>> Begin PASSAGE PROVIDED

As another example, in Kent, Ashford Borough Council is progressing with a strategic mitigation solution in relation to potential effects on Stodmarsh Lakes, taking a report to cabinet on 31 March 2022.
Let’s hope that the new advice does not slow down progress in relation to these initiatives. Let’s also hope that these pioneers pave the way for a much faster roll out of solutions for the additional areas now caught.
Another dark cloud?
The Natural England advice letter also referenced last year’s High Court ruling, R (Wyatt) v Fareham Borough Council (Jay J, 28 May 2021), which is currently subject to an appeal – which the Court of Appeal will hear in the first week of April 2022. The advice should be regarded as provisional until the outcome of that case. The concern is that the case concerned a challenge to Natural England’s 2020 advice on achieving nutrient neutrality in the Solent region on the basis that the advice, in effect, was not stringent enough – see our Town Library summary of the first instance ruling prepared last year by my colleague Safiyah Islam. The court rejected the challenge but if the Court of Appeal takes a different stance then Natural England may need again to reconsider its methodology.

>> End PASSAGE PROVIDED

#### CHALLENGE A
Copy out the listing from the line with "Task: indicate the white wall" to the line with "<point>22,154</point>".

>> Begin ENTRIES SHOWN

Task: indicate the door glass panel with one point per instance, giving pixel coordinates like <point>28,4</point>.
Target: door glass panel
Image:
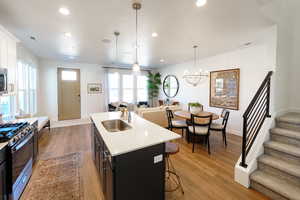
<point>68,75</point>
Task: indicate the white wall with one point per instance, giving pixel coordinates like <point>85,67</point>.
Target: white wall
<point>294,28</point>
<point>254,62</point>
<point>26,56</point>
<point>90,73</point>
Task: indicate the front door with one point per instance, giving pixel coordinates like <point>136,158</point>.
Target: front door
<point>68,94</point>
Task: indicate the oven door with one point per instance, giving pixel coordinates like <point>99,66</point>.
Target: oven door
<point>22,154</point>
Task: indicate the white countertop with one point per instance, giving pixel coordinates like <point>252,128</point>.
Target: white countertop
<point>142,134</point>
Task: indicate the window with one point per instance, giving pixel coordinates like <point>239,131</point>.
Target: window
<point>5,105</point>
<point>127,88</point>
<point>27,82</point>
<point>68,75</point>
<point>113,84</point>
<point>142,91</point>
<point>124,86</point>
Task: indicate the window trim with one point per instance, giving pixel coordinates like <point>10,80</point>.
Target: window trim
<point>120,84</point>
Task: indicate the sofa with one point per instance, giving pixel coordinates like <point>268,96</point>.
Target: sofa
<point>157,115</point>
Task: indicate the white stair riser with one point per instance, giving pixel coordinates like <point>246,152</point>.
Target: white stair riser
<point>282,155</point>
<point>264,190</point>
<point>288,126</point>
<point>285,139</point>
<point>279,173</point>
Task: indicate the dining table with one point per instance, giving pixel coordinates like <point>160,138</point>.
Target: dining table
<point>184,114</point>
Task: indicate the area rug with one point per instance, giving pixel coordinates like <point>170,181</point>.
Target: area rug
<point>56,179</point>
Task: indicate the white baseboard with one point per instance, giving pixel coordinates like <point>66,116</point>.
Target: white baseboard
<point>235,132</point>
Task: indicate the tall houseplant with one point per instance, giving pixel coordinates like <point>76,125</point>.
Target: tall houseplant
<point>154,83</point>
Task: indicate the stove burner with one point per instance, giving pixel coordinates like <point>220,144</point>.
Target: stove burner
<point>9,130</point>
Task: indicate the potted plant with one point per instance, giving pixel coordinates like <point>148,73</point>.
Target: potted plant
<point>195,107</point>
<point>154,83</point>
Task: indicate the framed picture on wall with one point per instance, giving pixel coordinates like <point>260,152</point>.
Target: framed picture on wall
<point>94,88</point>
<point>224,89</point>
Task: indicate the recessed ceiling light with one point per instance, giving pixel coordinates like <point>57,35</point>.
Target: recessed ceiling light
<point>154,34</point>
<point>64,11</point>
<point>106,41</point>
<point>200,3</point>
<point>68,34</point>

>> End ENTRIES SHOWN
>> Begin ENTRIES SHOWN

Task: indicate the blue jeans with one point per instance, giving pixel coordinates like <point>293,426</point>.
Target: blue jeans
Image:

>> End ENTRIES SHOWN
>> Begin ENTRIES SHOWN

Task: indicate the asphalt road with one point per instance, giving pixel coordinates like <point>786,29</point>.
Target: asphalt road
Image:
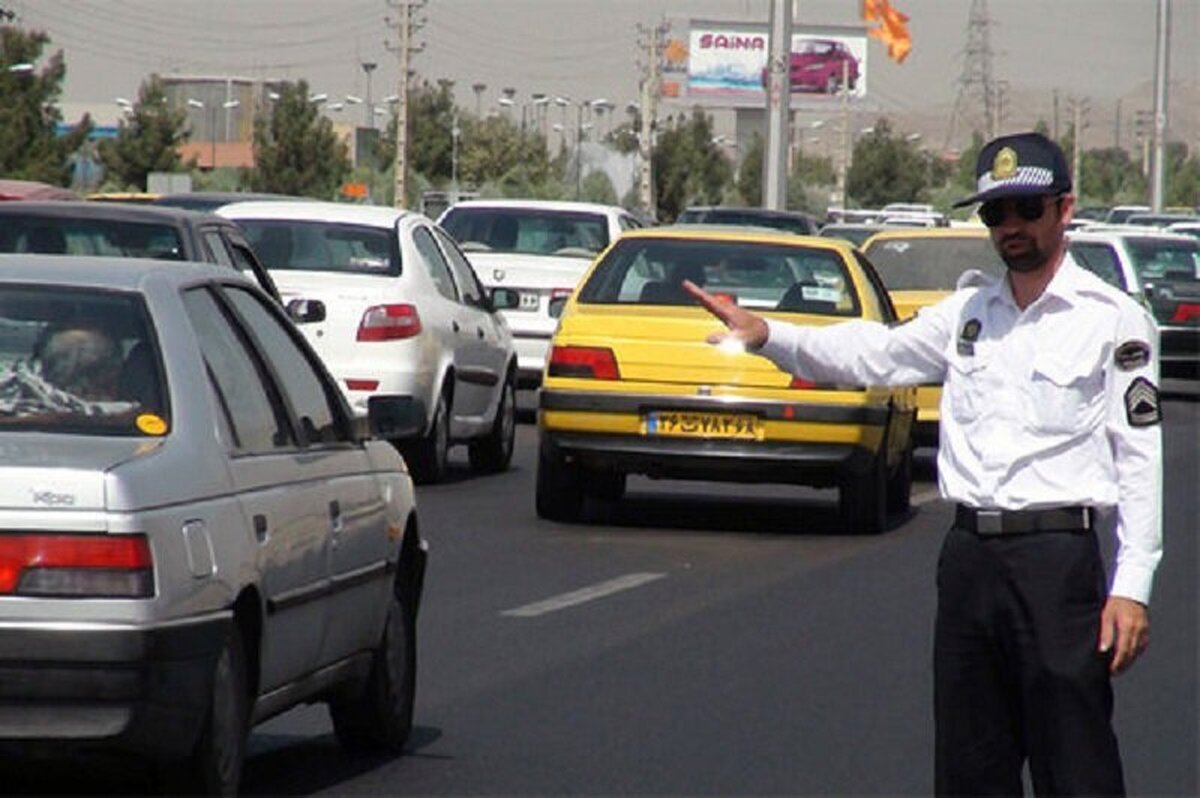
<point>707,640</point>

>> End ENTRIES SHOWN

#### CHALLENGE B
Pick up the text on Natural England's nutrient neutrality advice from where it stops.

#### OUTPUT A
Task: indicate the white wall with one point per instance, giving pixel coordinates like <point>85,67</point>.
Target: white wall
<point>294,28</point>
<point>254,62</point>
<point>26,56</point>
<point>90,73</point>
Task: indicate the front door with one point per instance, giving pixel coordinates like <point>136,158</point>.
Target: front door
<point>68,94</point>
Task: indicate the oven door with one point per instance, giving pixel coordinates like <point>99,66</point>.
Target: oven door
<point>22,154</point>

#### OUTPUT B
Reserved matters and pre-commencement conditions
One particularly unfair aspect of the way in which many local planning authorities are applying Natural England’s advice is to assert that if the necessary Conservation of Habitats Regulations assessment work was not done at planning permission stage (which will often not have been the case if the nutrient neutrality issue had not been identified by Natural England at that point) it must now be done at reserved matters stage, in the case of an outline planning permission, or at the stage of discharge of any pre-commencement condition, in the case of a full planning permission.
This of course cuts across the traditional planning law tenet that the planning permission stage is the point at which the principle of the development is determined to be acceptable, with subsequent approvals serving to define the detailed scale and disposition of development within the tramlines of what has been authorised by way of the permission. The authorities’ stance means that planning permission no longer gives any certainty as far as purchasers and funders are concerned and is a real impediment to market certainty and confidence. Who knows what equivalent restrictions lie ahead, after all? Even if your area is not affected at present, this should be of concern.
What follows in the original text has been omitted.